# DESCRIPTION OF THE TASK
Please list each line of the entries below that contains the word "shelf", copying every such line in full.

# TASK DATA
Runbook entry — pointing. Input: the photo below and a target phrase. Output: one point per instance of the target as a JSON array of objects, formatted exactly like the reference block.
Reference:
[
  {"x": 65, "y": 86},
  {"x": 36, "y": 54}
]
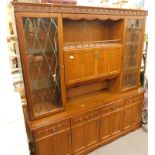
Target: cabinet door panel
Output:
[
  {"x": 136, "y": 113},
  {"x": 106, "y": 126},
  {"x": 127, "y": 118},
  {"x": 41, "y": 60},
  {"x": 132, "y": 52},
  {"x": 117, "y": 122},
  {"x": 115, "y": 57},
  {"x": 57, "y": 144},
  {"x": 102, "y": 61},
  {"x": 92, "y": 131},
  {"x": 78, "y": 138},
  {"x": 79, "y": 66},
  {"x": 44, "y": 146}
]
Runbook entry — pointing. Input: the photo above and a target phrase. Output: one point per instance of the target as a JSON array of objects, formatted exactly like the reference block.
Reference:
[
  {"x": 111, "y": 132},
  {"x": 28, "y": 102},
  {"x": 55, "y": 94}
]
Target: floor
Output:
[{"x": 135, "y": 143}]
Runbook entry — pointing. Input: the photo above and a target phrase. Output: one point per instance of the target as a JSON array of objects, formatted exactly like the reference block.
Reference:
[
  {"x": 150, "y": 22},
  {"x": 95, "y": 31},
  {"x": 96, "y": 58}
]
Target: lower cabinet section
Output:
[{"x": 86, "y": 131}]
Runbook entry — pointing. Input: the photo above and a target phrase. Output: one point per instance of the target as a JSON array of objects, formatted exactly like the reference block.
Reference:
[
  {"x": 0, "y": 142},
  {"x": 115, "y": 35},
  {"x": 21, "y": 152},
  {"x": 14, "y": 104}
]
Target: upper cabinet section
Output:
[
  {"x": 40, "y": 52},
  {"x": 91, "y": 33}
]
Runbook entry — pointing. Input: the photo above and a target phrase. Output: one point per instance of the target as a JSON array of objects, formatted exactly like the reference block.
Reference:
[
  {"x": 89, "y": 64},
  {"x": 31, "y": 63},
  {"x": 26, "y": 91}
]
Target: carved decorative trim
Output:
[
  {"x": 96, "y": 44},
  {"x": 42, "y": 7}
]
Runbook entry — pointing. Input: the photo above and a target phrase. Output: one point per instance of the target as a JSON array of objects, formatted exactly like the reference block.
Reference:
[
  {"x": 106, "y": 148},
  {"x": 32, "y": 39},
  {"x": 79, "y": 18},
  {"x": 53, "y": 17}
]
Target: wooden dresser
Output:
[{"x": 81, "y": 68}]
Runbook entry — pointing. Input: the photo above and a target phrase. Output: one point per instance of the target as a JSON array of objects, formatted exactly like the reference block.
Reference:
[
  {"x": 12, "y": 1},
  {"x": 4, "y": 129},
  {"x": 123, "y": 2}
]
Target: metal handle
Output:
[
  {"x": 97, "y": 55},
  {"x": 71, "y": 57}
]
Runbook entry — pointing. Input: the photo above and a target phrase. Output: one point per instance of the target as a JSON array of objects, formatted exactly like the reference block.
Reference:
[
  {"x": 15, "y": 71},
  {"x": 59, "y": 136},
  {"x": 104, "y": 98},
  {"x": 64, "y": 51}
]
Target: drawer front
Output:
[
  {"x": 113, "y": 106},
  {"x": 85, "y": 117},
  {"x": 51, "y": 129},
  {"x": 134, "y": 99}
]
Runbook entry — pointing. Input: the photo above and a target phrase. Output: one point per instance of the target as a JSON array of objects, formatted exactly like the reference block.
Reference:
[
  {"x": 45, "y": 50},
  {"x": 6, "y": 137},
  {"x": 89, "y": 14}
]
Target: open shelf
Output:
[
  {"x": 92, "y": 44},
  {"x": 85, "y": 33}
]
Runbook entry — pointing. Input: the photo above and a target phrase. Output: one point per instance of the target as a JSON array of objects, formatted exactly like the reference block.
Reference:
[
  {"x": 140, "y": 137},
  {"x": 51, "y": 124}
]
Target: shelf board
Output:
[{"x": 37, "y": 51}]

# WRITTEN REPLY
Target: open shelf
Target: shelf board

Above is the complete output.